Labeled-object pointing items:
═══
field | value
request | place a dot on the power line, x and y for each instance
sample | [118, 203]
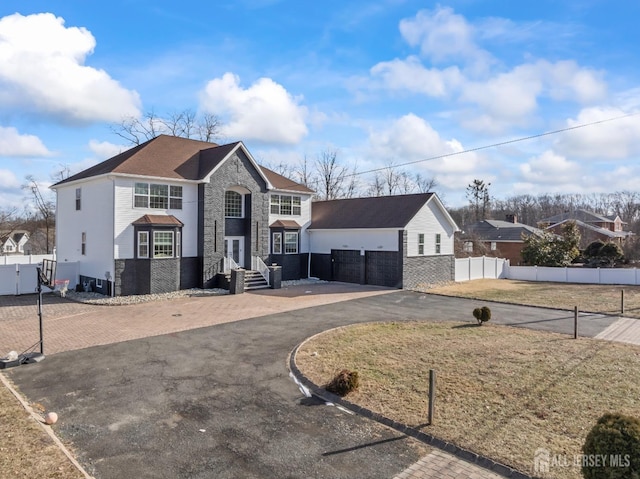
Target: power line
[494, 145]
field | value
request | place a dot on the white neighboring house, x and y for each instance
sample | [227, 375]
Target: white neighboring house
[400, 241]
[172, 213]
[12, 242]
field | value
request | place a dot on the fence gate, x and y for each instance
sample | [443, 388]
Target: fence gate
[346, 265]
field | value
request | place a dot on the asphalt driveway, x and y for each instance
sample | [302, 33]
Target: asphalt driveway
[217, 402]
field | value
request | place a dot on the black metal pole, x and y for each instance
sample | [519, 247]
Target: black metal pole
[432, 394]
[40, 309]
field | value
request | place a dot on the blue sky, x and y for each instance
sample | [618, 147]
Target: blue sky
[382, 83]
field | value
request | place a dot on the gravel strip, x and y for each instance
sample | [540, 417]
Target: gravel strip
[97, 298]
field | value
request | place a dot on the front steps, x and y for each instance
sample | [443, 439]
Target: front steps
[254, 280]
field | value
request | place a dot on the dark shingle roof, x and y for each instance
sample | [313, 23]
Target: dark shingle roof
[374, 212]
[496, 230]
[580, 215]
[175, 157]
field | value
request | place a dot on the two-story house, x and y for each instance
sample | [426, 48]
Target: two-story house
[175, 213]
[592, 226]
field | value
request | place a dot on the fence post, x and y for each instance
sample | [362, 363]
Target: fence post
[432, 394]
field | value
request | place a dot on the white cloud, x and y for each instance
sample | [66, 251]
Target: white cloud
[443, 35]
[410, 138]
[43, 71]
[265, 111]
[412, 76]
[549, 168]
[8, 180]
[13, 143]
[609, 140]
[105, 149]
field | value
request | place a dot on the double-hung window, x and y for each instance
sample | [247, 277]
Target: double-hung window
[286, 205]
[163, 244]
[290, 242]
[151, 195]
[277, 243]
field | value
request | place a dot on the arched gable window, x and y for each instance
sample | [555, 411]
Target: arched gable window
[233, 204]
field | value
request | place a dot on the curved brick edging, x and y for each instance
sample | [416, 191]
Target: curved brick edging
[464, 454]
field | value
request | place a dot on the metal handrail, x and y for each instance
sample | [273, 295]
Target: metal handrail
[258, 265]
[229, 264]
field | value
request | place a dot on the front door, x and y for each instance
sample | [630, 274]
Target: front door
[234, 249]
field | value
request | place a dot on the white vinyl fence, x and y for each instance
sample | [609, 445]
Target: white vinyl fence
[23, 278]
[497, 268]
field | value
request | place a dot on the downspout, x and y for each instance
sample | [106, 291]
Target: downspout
[309, 254]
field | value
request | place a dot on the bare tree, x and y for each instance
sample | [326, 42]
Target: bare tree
[185, 124]
[44, 207]
[331, 175]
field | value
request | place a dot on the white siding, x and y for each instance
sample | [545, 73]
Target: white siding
[127, 214]
[323, 241]
[303, 220]
[95, 218]
[430, 220]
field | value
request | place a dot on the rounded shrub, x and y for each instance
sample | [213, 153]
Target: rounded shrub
[343, 383]
[482, 314]
[615, 440]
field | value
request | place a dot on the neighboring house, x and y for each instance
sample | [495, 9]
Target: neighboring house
[504, 239]
[400, 241]
[592, 226]
[12, 242]
[175, 213]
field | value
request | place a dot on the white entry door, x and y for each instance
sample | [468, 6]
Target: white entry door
[234, 249]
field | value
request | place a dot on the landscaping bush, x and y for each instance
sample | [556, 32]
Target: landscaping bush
[482, 314]
[616, 439]
[343, 383]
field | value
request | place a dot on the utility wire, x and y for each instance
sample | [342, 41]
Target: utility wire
[495, 145]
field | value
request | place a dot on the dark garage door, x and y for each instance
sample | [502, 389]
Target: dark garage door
[346, 265]
[380, 268]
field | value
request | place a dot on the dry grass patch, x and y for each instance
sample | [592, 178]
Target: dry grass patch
[501, 391]
[26, 451]
[588, 297]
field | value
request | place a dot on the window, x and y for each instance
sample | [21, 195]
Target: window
[290, 243]
[141, 195]
[159, 196]
[143, 244]
[147, 195]
[175, 197]
[275, 204]
[232, 204]
[286, 205]
[163, 244]
[277, 243]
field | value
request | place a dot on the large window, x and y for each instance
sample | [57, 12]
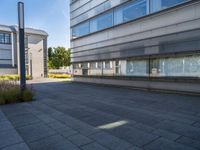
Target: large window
[157, 5]
[124, 13]
[101, 22]
[130, 11]
[81, 30]
[5, 38]
[137, 68]
[180, 66]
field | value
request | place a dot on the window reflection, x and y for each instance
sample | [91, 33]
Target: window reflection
[80, 30]
[130, 11]
[101, 22]
[157, 5]
[185, 66]
[121, 14]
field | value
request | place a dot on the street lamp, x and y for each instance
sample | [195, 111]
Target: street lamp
[31, 66]
[21, 45]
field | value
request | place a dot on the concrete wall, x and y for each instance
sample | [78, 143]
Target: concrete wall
[4, 71]
[37, 59]
[143, 36]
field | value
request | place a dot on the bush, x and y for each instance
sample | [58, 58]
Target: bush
[60, 76]
[12, 77]
[10, 93]
[27, 95]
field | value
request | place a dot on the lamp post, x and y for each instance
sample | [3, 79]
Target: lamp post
[31, 66]
[21, 45]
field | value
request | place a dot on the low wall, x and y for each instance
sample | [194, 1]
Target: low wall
[174, 85]
[8, 71]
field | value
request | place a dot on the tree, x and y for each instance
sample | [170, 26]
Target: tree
[50, 53]
[59, 57]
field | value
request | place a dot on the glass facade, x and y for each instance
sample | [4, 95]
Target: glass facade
[81, 30]
[5, 38]
[101, 22]
[181, 66]
[124, 13]
[137, 68]
[157, 5]
[130, 11]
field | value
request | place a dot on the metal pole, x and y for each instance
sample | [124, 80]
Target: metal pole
[31, 66]
[21, 45]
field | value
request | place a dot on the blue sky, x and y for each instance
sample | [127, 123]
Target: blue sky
[49, 15]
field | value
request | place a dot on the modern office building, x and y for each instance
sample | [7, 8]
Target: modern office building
[153, 44]
[35, 51]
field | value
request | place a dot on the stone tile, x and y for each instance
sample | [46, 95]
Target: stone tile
[135, 148]
[9, 137]
[14, 109]
[93, 146]
[66, 131]
[45, 118]
[133, 135]
[182, 129]
[55, 142]
[189, 142]
[144, 127]
[166, 134]
[164, 144]
[56, 125]
[79, 139]
[109, 141]
[21, 146]
[35, 132]
[5, 125]
[197, 124]
[23, 120]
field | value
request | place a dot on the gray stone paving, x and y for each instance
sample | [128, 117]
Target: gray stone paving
[74, 116]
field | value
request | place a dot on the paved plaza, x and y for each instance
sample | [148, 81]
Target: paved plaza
[75, 116]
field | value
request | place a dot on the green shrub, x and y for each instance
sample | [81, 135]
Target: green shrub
[12, 77]
[59, 76]
[10, 93]
[27, 95]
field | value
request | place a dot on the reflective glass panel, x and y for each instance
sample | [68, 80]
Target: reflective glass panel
[101, 22]
[157, 5]
[130, 11]
[80, 30]
[137, 68]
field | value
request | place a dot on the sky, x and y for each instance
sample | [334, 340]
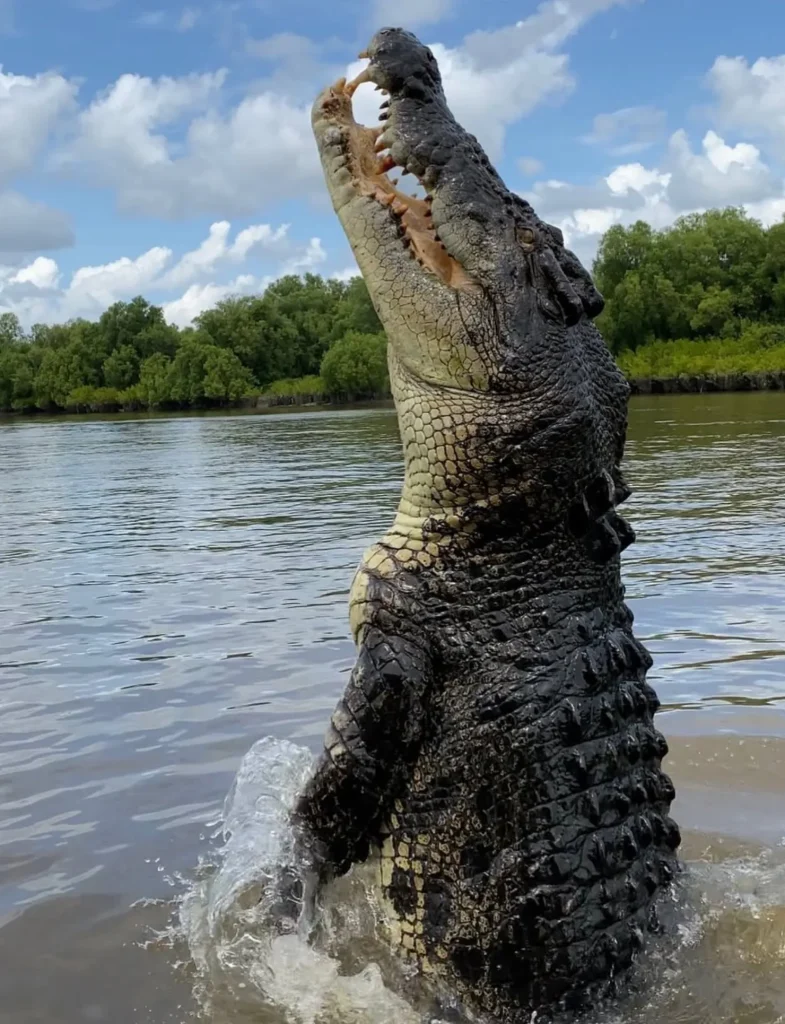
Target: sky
[164, 148]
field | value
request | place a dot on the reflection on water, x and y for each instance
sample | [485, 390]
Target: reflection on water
[175, 589]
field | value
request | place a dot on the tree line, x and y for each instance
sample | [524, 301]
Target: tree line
[302, 336]
[706, 295]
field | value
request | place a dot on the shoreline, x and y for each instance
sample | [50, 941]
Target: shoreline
[773, 380]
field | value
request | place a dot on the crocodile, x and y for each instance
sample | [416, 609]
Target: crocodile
[493, 752]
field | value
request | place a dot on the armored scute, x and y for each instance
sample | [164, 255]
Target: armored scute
[494, 748]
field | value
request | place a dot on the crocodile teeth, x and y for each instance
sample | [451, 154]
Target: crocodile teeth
[351, 87]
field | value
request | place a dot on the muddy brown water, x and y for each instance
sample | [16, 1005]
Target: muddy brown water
[173, 590]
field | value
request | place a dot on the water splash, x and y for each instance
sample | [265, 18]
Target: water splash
[253, 964]
[722, 964]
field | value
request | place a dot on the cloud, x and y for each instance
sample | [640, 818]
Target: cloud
[30, 110]
[27, 226]
[7, 13]
[686, 181]
[200, 297]
[35, 293]
[234, 164]
[529, 166]
[172, 147]
[188, 18]
[216, 250]
[751, 97]
[552, 25]
[412, 13]
[151, 18]
[42, 272]
[628, 130]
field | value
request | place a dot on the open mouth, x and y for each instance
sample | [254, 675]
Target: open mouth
[369, 162]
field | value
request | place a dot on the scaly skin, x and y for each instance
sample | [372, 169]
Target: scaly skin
[494, 747]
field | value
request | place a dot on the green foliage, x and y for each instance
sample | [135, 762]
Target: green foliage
[356, 366]
[131, 358]
[153, 388]
[122, 368]
[706, 295]
[93, 399]
[702, 278]
[310, 387]
[706, 356]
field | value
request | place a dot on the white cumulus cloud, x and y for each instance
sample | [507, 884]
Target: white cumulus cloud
[34, 291]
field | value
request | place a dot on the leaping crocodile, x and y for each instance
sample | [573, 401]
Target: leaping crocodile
[494, 747]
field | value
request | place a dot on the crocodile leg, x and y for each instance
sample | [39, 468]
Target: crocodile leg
[372, 741]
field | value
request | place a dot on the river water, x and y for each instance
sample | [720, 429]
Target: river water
[173, 606]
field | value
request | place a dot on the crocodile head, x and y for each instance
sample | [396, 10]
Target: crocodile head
[488, 315]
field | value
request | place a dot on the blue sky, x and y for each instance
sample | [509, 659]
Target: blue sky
[163, 147]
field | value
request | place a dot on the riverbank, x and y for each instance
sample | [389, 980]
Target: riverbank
[698, 383]
[682, 384]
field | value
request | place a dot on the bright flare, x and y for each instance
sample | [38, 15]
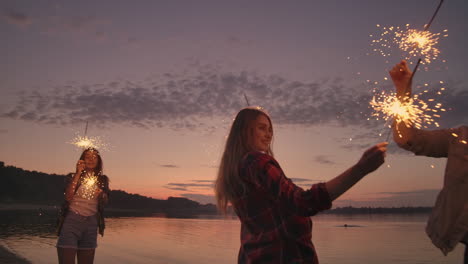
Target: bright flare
[90, 184]
[412, 42]
[413, 112]
[87, 142]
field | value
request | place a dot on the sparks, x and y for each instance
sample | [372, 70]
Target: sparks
[411, 111]
[88, 142]
[89, 183]
[412, 42]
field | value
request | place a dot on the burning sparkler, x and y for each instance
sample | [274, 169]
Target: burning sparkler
[411, 111]
[85, 142]
[90, 185]
[412, 42]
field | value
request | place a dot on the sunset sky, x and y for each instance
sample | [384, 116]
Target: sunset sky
[161, 81]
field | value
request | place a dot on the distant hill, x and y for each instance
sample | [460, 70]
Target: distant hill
[23, 186]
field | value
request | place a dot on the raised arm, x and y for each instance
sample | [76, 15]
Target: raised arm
[71, 187]
[319, 197]
[421, 142]
[369, 162]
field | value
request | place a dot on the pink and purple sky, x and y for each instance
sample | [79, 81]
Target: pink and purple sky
[160, 82]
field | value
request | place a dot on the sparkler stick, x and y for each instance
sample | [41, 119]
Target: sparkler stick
[404, 111]
[246, 99]
[426, 27]
[86, 128]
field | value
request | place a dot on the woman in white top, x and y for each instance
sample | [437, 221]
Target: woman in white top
[448, 222]
[82, 212]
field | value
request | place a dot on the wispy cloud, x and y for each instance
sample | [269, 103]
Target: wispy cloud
[425, 197]
[169, 166]
[190, 186]
[201, 198]
[17, 18]
[188, 100]
[324, 160]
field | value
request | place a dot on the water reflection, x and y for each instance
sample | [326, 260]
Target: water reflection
[210, 239]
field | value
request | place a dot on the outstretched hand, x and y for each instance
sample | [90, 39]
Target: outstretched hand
[401, 77]
[373, 158]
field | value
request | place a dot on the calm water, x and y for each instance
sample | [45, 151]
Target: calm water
[371, 239]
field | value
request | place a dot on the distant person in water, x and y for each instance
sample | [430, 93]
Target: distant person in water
[82, 212]
[448, 222]
[274, 212]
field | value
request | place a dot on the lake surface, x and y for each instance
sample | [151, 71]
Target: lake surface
[367, 239]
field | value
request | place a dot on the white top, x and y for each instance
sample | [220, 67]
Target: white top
[84, 201]
[448, 222]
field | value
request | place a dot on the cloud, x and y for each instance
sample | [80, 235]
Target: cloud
[190, 186]
[17, 18]
[168, 166]
[201, 198]
[324, 160]
[424, 197]
[189, 99]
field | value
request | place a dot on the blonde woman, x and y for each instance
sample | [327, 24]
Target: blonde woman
[274, 212]
[81, 216]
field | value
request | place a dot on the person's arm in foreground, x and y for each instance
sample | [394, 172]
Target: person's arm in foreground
[369, 162]
[421, 142]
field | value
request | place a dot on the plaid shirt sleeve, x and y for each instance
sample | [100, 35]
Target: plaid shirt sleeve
[269, 177]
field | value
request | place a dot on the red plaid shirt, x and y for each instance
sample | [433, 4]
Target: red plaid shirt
[274, 213]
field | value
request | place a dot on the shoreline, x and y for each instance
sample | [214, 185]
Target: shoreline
[8, 257]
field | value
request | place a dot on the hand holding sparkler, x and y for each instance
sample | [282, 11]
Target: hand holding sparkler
[80, 166]
[372, 158]
[402, 79]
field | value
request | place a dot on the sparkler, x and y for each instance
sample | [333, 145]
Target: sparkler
[246, 100]
[89, 183]
[411, 111]
[415, 43]
[85, 142]
[412, 42]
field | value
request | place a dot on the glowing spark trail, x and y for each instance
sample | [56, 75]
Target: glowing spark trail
[412, 42]
[87, 142]
[89, 183]
[411, 111]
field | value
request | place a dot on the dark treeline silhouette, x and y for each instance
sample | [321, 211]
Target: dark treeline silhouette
[379, 210]
[23, 186]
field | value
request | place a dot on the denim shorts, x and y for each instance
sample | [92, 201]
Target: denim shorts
[79, 232]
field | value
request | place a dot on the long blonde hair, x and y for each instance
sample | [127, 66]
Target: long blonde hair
[238, 143]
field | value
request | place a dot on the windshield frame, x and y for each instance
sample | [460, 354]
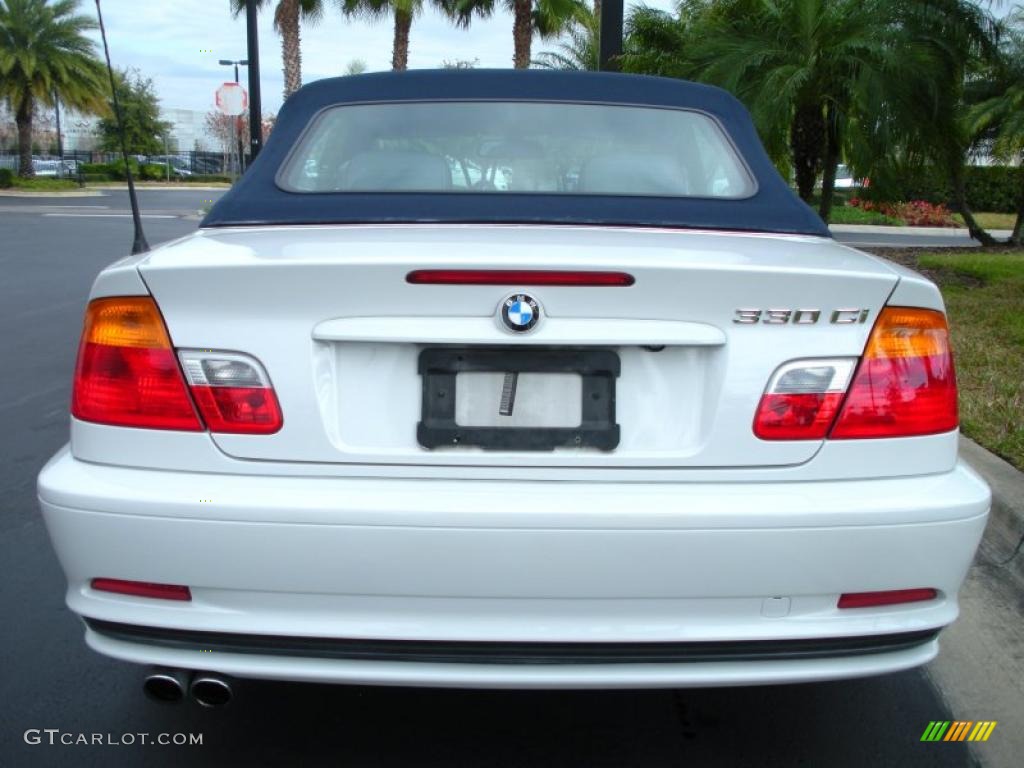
═══
Exercise details:
How many lines of the items contain the string "bush"? Case counts, and give only the number.

Finished exercise:
4